Top of Data supplied
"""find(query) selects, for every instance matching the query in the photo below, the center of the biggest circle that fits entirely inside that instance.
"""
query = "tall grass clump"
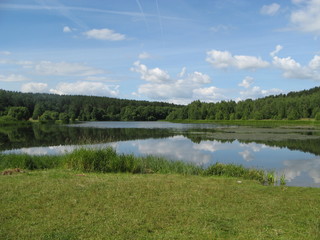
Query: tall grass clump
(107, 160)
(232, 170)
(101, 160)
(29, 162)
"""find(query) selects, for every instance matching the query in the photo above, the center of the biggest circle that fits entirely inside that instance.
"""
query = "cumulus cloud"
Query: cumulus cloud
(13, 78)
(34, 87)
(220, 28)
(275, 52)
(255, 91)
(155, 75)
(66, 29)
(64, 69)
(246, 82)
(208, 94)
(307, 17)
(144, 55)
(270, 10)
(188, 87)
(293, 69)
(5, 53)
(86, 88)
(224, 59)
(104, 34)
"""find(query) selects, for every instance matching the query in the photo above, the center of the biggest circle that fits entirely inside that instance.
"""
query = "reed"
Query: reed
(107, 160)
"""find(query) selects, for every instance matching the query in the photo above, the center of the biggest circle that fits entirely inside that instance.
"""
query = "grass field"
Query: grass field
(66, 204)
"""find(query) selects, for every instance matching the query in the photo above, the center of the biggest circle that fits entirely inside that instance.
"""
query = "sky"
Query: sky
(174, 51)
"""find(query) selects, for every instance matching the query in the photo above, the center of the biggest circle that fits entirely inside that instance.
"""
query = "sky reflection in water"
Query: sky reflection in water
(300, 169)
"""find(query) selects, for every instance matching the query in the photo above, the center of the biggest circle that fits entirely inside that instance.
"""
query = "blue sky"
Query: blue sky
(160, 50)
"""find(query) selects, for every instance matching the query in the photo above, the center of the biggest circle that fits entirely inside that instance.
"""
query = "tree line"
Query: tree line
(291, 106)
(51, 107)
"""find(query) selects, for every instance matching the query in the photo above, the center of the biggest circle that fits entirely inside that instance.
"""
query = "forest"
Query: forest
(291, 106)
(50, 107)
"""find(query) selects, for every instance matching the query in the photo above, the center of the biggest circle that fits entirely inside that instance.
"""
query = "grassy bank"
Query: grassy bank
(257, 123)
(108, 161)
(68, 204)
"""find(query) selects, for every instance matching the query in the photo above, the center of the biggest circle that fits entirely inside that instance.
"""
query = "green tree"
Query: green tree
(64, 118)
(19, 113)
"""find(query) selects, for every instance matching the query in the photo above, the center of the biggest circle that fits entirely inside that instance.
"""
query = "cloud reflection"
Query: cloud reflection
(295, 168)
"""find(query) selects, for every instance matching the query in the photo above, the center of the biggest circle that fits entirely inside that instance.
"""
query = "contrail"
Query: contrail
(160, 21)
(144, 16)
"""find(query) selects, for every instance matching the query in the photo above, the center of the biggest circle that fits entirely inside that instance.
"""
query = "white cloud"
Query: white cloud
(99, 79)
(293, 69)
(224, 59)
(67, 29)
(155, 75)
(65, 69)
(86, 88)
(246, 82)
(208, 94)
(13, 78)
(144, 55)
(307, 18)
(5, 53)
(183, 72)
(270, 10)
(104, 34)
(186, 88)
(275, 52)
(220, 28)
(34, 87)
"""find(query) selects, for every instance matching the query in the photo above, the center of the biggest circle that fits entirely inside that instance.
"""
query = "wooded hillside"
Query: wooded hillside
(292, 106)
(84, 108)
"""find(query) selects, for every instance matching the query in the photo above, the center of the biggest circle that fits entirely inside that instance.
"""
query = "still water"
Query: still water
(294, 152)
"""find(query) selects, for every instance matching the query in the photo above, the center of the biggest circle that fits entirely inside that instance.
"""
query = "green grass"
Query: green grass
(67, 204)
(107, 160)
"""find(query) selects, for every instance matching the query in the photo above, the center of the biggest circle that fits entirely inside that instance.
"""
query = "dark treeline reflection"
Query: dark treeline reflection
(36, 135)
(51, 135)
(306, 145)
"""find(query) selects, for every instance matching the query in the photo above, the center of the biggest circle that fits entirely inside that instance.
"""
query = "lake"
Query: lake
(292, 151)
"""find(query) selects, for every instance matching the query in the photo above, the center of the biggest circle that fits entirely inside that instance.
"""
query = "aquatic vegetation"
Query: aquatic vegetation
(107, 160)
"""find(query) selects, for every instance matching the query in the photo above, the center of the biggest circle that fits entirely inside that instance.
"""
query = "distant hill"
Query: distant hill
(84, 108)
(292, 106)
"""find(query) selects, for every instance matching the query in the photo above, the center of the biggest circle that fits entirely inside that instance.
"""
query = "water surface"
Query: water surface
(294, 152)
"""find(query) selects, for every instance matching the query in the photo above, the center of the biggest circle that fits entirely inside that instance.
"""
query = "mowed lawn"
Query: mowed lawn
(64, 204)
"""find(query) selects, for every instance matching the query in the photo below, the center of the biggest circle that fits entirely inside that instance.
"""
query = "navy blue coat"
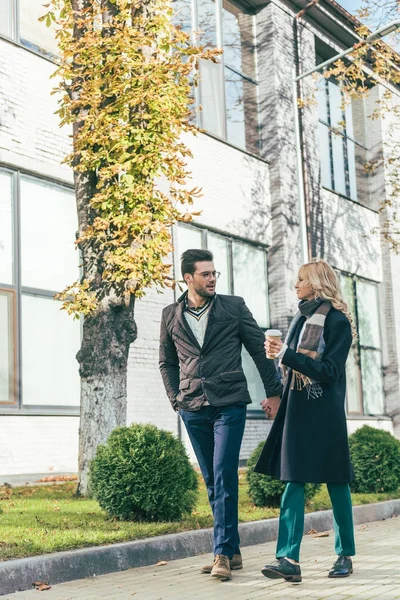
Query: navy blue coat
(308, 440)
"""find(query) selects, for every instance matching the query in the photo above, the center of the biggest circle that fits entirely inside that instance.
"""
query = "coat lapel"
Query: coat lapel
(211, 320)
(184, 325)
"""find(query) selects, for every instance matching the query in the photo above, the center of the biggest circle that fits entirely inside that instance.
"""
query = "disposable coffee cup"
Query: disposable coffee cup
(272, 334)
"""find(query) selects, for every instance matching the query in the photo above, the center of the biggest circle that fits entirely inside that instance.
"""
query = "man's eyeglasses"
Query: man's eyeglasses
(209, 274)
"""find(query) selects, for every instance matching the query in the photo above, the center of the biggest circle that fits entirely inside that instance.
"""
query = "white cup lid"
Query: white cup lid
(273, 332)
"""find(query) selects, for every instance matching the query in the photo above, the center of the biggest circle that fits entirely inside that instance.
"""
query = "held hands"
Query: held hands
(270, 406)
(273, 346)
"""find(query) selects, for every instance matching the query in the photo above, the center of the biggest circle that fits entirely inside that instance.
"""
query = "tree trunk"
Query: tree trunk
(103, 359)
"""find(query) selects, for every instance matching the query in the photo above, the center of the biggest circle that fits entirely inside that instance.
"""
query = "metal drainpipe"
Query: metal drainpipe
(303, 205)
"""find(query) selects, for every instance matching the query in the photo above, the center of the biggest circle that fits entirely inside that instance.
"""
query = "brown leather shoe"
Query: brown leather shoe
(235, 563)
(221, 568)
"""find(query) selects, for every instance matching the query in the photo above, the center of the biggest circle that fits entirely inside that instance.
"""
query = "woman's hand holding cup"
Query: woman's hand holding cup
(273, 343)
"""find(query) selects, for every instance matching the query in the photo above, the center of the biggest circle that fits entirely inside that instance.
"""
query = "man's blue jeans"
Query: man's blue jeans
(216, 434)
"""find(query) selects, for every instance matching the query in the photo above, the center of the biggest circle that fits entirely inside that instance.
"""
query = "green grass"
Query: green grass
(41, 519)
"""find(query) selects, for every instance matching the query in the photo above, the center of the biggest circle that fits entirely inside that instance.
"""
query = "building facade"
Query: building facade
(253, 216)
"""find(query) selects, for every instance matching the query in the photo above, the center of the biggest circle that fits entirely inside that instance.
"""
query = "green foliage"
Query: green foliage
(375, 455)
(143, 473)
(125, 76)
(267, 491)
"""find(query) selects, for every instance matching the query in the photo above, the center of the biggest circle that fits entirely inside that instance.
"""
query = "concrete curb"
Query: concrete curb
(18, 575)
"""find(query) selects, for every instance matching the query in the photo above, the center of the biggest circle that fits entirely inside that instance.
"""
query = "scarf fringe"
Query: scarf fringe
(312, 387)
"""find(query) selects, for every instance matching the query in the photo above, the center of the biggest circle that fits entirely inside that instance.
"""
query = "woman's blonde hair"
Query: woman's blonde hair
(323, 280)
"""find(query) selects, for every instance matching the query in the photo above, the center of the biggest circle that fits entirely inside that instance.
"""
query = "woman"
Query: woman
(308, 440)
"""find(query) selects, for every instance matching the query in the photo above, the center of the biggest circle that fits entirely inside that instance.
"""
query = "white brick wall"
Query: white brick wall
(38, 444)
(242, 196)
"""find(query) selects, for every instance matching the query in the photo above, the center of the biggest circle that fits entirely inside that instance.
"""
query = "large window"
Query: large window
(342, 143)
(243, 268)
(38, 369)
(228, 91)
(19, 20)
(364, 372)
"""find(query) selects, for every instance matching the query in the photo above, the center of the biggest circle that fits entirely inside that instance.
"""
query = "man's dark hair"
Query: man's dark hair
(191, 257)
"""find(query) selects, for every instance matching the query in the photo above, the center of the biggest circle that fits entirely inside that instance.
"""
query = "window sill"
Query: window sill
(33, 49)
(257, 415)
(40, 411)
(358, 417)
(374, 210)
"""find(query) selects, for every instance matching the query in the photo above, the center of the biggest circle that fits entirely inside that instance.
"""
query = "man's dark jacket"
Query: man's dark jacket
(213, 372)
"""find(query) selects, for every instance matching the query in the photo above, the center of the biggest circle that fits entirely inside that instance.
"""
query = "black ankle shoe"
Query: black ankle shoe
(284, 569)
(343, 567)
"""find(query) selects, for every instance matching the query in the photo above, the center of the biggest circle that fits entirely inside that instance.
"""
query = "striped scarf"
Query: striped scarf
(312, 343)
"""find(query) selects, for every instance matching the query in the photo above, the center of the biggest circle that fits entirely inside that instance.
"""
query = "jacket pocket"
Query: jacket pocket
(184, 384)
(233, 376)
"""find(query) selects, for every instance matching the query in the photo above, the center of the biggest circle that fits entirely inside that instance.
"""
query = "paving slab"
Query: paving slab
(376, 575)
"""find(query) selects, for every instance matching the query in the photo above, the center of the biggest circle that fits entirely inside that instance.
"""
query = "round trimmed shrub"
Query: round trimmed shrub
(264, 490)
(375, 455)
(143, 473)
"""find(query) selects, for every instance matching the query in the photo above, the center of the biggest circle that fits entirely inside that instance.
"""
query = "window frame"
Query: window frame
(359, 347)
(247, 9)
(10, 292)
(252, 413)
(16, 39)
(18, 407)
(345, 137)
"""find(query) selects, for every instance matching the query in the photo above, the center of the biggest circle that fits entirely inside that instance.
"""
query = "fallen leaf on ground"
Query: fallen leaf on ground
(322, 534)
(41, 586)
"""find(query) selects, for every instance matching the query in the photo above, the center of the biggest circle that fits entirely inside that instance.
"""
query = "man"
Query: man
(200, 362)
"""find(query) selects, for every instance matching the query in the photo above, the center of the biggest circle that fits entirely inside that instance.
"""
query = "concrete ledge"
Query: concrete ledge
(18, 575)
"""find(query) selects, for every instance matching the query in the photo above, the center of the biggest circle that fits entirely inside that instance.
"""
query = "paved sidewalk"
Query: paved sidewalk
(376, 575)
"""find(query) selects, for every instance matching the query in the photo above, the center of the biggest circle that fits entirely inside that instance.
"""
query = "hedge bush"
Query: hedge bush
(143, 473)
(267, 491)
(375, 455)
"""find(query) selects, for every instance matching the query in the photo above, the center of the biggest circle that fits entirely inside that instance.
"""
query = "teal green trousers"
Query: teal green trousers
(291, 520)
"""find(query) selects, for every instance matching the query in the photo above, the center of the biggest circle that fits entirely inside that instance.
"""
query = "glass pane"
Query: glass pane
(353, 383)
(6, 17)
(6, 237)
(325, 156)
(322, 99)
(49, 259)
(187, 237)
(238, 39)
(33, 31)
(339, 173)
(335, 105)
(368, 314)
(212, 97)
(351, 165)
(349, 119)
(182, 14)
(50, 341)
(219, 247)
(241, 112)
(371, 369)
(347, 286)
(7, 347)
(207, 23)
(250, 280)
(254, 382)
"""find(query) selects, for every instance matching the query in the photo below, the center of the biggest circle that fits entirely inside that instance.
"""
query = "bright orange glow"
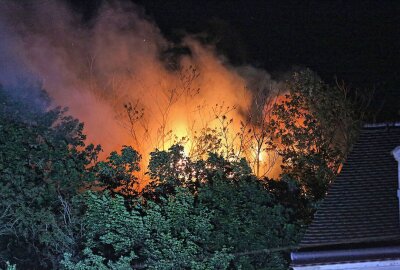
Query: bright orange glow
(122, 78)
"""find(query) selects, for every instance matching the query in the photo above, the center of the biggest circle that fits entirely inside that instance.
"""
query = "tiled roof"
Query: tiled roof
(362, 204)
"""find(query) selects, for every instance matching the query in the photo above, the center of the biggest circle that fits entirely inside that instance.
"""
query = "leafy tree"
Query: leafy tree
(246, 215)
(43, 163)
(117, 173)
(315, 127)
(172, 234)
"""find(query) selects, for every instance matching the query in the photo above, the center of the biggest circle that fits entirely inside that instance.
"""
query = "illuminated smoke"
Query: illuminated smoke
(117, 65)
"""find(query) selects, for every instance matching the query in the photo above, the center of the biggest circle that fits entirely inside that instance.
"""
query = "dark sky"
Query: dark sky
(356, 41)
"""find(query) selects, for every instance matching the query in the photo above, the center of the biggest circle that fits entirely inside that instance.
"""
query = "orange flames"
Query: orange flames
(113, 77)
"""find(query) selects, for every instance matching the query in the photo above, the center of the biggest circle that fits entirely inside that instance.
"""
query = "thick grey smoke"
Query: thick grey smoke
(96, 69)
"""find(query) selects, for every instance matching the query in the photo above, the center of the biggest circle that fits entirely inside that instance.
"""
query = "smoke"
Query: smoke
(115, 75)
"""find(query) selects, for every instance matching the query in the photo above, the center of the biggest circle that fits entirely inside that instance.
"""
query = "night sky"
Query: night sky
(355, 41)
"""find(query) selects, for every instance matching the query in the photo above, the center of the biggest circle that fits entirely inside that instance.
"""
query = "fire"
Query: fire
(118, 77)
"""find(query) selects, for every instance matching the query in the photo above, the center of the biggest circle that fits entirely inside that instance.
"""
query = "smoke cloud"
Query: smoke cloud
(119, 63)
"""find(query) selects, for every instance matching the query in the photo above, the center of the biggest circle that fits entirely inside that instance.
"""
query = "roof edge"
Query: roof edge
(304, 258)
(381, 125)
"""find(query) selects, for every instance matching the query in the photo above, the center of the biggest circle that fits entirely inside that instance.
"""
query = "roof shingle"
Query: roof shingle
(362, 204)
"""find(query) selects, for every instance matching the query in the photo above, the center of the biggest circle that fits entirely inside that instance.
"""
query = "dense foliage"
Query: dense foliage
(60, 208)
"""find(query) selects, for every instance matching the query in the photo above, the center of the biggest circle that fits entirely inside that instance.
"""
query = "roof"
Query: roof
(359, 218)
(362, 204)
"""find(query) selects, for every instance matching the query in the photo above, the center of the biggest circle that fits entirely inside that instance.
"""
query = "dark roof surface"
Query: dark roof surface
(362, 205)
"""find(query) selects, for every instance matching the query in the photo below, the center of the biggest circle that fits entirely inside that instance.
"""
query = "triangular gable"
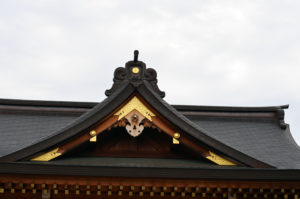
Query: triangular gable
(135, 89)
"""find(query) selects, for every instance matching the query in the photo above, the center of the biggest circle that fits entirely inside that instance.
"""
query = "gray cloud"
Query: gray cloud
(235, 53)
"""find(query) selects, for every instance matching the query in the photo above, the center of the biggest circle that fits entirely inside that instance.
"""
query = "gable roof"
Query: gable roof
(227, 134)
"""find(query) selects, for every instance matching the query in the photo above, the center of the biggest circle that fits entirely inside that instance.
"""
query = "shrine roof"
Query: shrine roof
Bottom of Data supplied
== What is required ==
The lines above that hold the word "shrine" should be found and copied out.

== Answer for the task ==
query = "shrine roof"
Query: shrine roof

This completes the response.